**THE TASK:**
Before you return the entries below, strip out the pictures and keep all else exact.

**RAW DATA:**
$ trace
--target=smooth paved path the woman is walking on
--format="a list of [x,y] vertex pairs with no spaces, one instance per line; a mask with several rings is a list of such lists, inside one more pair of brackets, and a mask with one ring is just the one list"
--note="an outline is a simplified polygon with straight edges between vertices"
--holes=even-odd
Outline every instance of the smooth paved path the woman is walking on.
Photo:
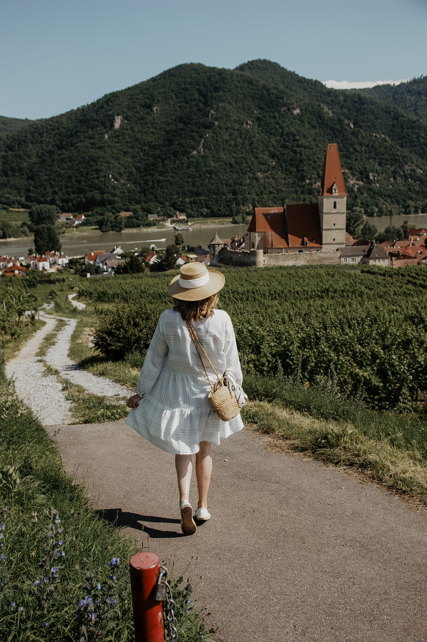
[[161,559],[176,553],[178,572],[199,555],[197,604],[219,642],[426,640],[426,513],[401,499],[242,430],[214,449],[212,519],[183,537],[172,455],[124,421],[64,426],[55,440],[127,534],[149,535]]

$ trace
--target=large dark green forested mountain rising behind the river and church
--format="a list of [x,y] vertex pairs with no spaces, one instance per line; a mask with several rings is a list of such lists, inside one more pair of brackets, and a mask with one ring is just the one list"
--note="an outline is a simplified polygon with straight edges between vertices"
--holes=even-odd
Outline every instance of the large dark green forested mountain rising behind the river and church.
[[190,216],[316,202],[329,142],[349,207],[426,207],[427,123],[266,60],[179,65],[1,136],[0,202]]

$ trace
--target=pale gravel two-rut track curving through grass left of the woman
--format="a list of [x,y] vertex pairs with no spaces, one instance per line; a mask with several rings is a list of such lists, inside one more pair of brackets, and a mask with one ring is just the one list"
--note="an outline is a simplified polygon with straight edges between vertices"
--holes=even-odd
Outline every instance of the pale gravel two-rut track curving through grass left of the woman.
[[[29,339],[17,356],[6,363],[6,376],[8,379],[13,377],[19,398],[33,410],[44,426],[69,424],[72,421],[71,403],[65,399],[62,385],[55,376],[43,376],[46,369],[40,358],[36,357],[42,341],[53,331],[58,317],[40,311],[40,318],[46,325]],[[63,377],[83,386],[92,394],[104,397],[128,397],[133,394],[128,388],[110,379],[86,372],[69,358],[71,335],[77,320],[72,318],[63,318],[63,320],[67,324],[58,332],[56,342],[47,351],[46,362],[58,370]]]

**RESPONSE:**
$ trace
--target=smooth paved path the woman is walking on
--format="a list of [x,y] vertex pairs with no spaces, one instance per line; a mask with several rings is a list of such lists, inside one more pair of brackets, and a mask with one ring is just the one list"
--note="an outline is a simplified polygon with straight edges between vertices"
--holes=even-odd
Outline every instance of the smooth paved path the woman is walking on.
Photo:
[[161,559],[176,553],[178,572],[199,555],[197,604],[219,642],[426,640],[426,513],[401,499],[242,430],[214,449],[212,519],[183,537],[172,455],[124,421],[64,426],[55,440],[127,534],[149,535]]

$ trace
--target=large dark green forested mountain rising behind the river and church
--format="a list of [x,y] vertex pairs with no spaces, one instance per line; a mask with several rings is a list of such lists, inside one more pair of brackets, and a mask with one ring is just the one list"
--note="an outline is a simplified polygon with straight edges between vertices"
--holes=even-odd
Outline every instance of the large dark green forested mountain rising behind the river and church.
[[190,216],[316,202],[329,142],[349,207],[426,207],[427,123],[266,60],[179,65],[1,136],[0,202]]

$ trace
--target=pale gravel two-rut track curving through grass left of the woman
--format="a list of [x,y] vertex pairs with no spaces, one instance per line; a mask with several rings is a list of such lists, inside one more pair of brackets, and a mask with one ring is just the one list"
--note="an outline is a simplified polygon with straight edges between vertices"
--holes=even-odd
Outline every instance of the pale gravel two-rut track curving through grass left of the woman.
[[[29,339],[17,356],[6,363],[6,376],[8,379],[13,377],[19,398],[33,410],[44,426],[69,424],[72,421],[71,403],[65,399],[62,385],[55,376],[43,376],[46,369],[40,358],[36,357],[42,341],[53,331],[58,317],[40,311],[40,318],[46,325]],[[63,377],[83,386],[92,394],[104,397],[128,397],[133,394],[128,388],[110,379],[86,372],[69,358],[71,335],[77,320],[72,318],[63,318],[63,320],[67,324],[58,332],[56,342],[47,351],[46,362],[58,370]]]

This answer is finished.